Work to do: Copy every one of the records below word for word, leaving out the pictures.

************

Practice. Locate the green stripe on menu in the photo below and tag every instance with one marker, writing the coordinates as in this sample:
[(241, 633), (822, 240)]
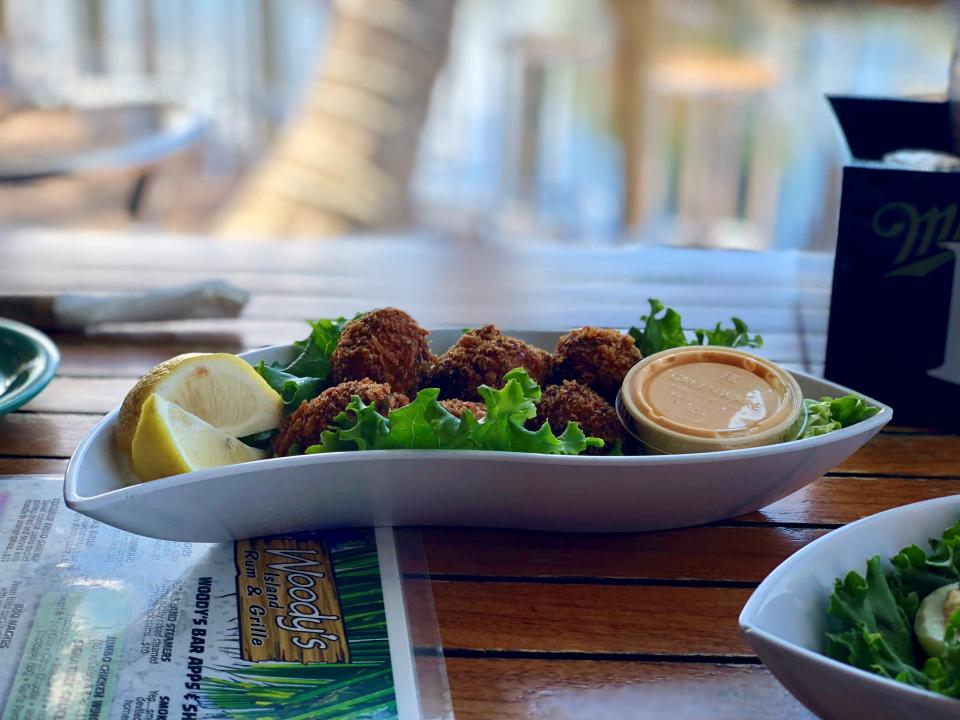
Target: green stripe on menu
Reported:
[(69, 665)]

************

Output of the task:
Practice. Locate the green stripe on menu in the photo below and tag every instance with one marker, writing the coordinates as in this sample:
[(241, 633), (822, 240)]
Target: green stripe on menu
Reported:
[(69, 665)]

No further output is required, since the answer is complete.